» Actions to take:
[a] In the Lords debate excerpt, why does the speaker quail before the drafting of Clauses 20 and 21?
[b] Can you continue the Lords debate excerpt on Clauses 20 and 21, picking up after Earl De La Warr's last sentence?

## start Source extract

Your Lordships will no doubt recall the White Paper Lilting the Burden,published in July 1985, in which the Government set out their policy to simplify some of the laws affecting businesses. This measure was promised as part of their effort. I support the concept of a general prohibition against misleading price indications but I have to say that I quail before the detailed drafting of Clauses 20 and 21, some three pages of text. It will require a great detail of explanation and practical guidance for them to be understood in the high street.

In conclusion, I hope the Government will listen to the views of those who have to apply the law and adopt the proposals that have been recommended to them.

Earl De La Warr

My Lords, I too should like to support the amendments of the noble Lord, Lord Gallacher, and I should like very briefly to tell your Lordships why I agree so strongly with the concordat that certain of the provisions in the draft code should come out and go into regulations under Clause 26 and so become—I shall not put it technically—part of the law with the code thereafter in a redrafted form serving only as guidance. I shall not try to guide your Lordships as to the exact evidential form it should take other than to say that I agree with the noble and learned Lord, Lord Denning, that I rather wish it was not there at all.

## end Source extract
## start Given data

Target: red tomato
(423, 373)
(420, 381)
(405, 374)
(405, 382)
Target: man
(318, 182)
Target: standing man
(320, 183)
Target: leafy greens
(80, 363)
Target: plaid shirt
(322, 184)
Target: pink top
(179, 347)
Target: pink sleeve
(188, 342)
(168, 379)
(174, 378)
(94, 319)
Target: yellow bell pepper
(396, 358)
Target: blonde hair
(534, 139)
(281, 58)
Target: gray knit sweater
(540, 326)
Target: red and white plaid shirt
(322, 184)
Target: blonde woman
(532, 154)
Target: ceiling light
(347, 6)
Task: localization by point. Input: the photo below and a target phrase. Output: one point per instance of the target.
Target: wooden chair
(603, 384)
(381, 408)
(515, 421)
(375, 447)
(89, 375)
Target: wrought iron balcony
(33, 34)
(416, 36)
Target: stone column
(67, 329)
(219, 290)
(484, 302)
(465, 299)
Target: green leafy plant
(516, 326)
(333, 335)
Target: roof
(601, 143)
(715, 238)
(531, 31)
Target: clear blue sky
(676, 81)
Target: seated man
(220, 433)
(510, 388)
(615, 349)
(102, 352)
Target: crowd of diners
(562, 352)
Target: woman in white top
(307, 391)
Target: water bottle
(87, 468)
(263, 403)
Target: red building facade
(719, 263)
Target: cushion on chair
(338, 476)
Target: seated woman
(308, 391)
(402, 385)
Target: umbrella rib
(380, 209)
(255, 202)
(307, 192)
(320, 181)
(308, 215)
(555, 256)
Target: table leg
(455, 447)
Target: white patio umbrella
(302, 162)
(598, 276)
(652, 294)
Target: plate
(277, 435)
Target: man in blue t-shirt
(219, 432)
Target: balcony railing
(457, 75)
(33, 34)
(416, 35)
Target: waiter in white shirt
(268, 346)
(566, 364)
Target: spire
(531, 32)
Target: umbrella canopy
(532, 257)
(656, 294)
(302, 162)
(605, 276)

## end Given data

» Answers per task:
[a] The clauses are drafted in great detail, running to some three pages of text. The speaker says they will need a great deal of explanation and practical guidance before people in the high street can understand them.

[b]
The provisions that we are discussing consist of a small number of well-known abuses in the marketplace. The noble and learned Lord referred to one of them. The abuses are used not by responsible retailers but by the rogue traders—and there are some—who are prepared and indeed anxious sometimes to mislead shoppers by their pricing methods. It is those people this Bill and this part of the Bill should seek to nail. If that he so, then the present draft of the code, which is a mixture of prohibition on the one hand and simple advice on the other, is not the right tool to achieve this end. That is why the concordat says rightly that the code as it stands is both unworkable and unenforceable.

I repeat that its main argument is that the important provisions that are at present in the code should come out of it and go into regulations. That is why I so strongly support the amendments of the noble Lord, Lord Gallacher.

4.30 p.m.

Lord Lucas of Chilworth

My Lords, I am grateful to the noble Lord, Lord Gallacher, for the way in which he explained the purpose of and the reasoning behind the three amendments which he has put before your Lordships this afternoon.

I shall begin by fulfilling the commitment I gave during the Committee stage to give the House an indication of the progress of the consultations on the code of practice which I then undertook to begin. It is necessary for me to be somewhat repetitive and I hope that the noble Lord opposite and your Lordships generally will forgive me for that.

Perhaps it may help if I remind the House of the history of the subject. The legislation contains three basic elements: a general offence of giving a misleading price indication; a code of practice; and regulation-making powers. There is at this time no disagreement on that basic structure.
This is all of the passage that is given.